Output every entry exactly, from the first line to the last.

*****

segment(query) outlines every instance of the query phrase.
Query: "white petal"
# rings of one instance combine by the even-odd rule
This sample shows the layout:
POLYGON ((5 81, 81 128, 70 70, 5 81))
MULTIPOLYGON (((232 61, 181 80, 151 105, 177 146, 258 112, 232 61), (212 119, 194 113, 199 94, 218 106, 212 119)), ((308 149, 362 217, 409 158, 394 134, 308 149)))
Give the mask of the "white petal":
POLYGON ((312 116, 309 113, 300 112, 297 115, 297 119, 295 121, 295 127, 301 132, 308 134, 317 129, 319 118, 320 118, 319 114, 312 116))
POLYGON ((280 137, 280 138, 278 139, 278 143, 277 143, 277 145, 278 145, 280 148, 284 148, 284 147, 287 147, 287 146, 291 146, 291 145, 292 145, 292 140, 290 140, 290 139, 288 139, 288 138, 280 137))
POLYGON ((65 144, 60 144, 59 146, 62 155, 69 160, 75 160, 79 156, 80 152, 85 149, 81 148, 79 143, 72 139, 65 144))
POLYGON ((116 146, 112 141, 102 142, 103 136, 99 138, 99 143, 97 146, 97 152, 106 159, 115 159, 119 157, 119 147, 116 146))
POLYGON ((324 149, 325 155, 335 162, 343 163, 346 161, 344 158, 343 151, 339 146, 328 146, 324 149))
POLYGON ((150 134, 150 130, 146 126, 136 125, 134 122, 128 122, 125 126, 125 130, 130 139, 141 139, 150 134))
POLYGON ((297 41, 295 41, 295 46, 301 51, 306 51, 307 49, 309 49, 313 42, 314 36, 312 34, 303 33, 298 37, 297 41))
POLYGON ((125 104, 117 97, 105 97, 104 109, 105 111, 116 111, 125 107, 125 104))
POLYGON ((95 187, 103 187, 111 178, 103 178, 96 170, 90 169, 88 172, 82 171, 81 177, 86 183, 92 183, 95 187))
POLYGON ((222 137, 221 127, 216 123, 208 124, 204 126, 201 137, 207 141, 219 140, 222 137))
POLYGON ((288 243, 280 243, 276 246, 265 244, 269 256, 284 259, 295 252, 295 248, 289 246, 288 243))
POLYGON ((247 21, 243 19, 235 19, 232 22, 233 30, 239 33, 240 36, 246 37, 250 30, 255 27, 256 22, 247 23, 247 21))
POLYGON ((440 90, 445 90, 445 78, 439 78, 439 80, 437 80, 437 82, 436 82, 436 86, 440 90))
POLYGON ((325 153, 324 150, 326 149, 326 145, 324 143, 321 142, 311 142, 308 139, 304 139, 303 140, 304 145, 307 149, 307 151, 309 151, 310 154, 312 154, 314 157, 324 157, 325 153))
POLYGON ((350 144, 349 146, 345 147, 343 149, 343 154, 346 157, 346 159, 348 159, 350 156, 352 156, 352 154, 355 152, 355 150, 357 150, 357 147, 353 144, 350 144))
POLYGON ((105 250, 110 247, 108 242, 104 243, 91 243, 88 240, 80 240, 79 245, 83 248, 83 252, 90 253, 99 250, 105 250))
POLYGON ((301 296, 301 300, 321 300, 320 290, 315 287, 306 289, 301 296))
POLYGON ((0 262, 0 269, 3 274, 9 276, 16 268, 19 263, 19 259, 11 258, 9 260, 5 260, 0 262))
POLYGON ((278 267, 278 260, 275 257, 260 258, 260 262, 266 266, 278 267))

*****

## SOLVED EXERCISE
segment(query) outlines every instance of the query phrase.
Query: "white petal"
# rings of one instance combine by the even-odd rule
This sample shows the layout:
POLYGON ((5 81, 81 128, 70 70, 5 81))
MULTIPOLYGON (((232 61, 181 80, 151 105, 177 146, 258 112, 232 61), (212 119, 194 113, 199 94, 218 106, 212 119)), ((308 149, 362 217, 409 158, 394 134, 308 149)))
Give the mask of the "white petal":
POLYGON ((312 116, 309 113, 300 112, 297 115, 297 119, 295 121, 295 127, 301 132, 308 134, 317 129, 319 118, 320 118, 319 114, 312 116))
POLYGON ((280 137, 280 138, 278 139, 278 143, 277 143, 277 145, 278 145, 280 148, 284 148, 284 147, 287 147, 287 146, 291 146, 291 145, 292 145, 292 140, 290 140, 290 139, 288 139, 288 138, 280 137))
POLYGON ((65 144, 60 144, 59 146, 62 155, 69 160, 75 160, 79 156, 80 152, 85 149, 81 148, 79 143, 72 139, 65 144))
POLYGON ((116 146, 112 141, 102 142, 103 136, 99 138, 99 143, 97 146, 97 152, 106 159, 115 159, 119 157, 119 147, 116 146))
POLYGON ((324 149, 325 155, 335 162, 343 163, 346 161, 344 158, 343 151, 339 146, 328 146, 324 149))
POLYGON ((150 134, 150 130, 146 126, 136 125, 134 122, 128 122, 125 126, 125 130, 130 139, 141 139, 150 134))
POLYGON ((297 41, 295 41, 295 46, 301 51, 306 51, 307 49, 309 49, 313 42, 314 36, 312 34, 303 33, 298 37, 297 41))
POLYGON ((125 104, 117 97, 105 97, 104 109, 105 111, 116 111, 125 107, 125 104))
POLYGON ((95 187, 103 187, 111 178, 103 178, 96 170, 90 169, 88 172, 82 171, 81 177, 86 183, 92 183, 95 187))
POLYGON ((222 137, 221 127, 216 123, 208 124, 204 126, 201 137, 207 141, 219 140, 222 137))
POLYGON ((288 243, 280 243, 276 246, 265 244, 269 256, 284 259, 295 252, 295 248, 289 246, 288 243))
POLYGON ((247 21, 243 19, 235 19, 232 22, 233 30, 239 33, 240 36, 246 37, 250 30, 255 27, 256 22, 247 23, 247 21))
POLYGON ((440 90, 445 90, 445 78, 439 78, 439 80, 437 80, 437 82, 436 82, 436 86, 440 90))
POLYGON ((325 153, 324 150, 326 149, 326 145, 324 143, 321 142, 311 142, 308 139, 304 139, 303 140, 304 145, 307 149, 307 151, 309 151, 310 154, 312 154, 314 157, 324 157, 325 153))
POLYGON ((350 144, 349 146, 345 147, 343 149, 343 154, 346 157, 346 159, 348 159, 350 156, 352 156, 352 154, 355 152, 355 150, 357 150, 357 147, 353 144, 350 144))
POLYGON ((105 250, 110 247, 108 242, 104 243, 91 243, 88 240, 80 240, 79 245, 83 248, 83 252, 90 253, 99 250, 105 250))
POLYGON ((301 296, 301 300, 321 300, 320 290, 315 287, 306 289, 301 296))
POLYGON ((0 262, 0 269, 3 274, 9 276, 16 268, 19 263, 19 259, 11 258, 9 260, 5 260, 0 262))
POLYGON ((278 267, 278 260, 275 257, 260 258, 260 262, 266 266, 278 267))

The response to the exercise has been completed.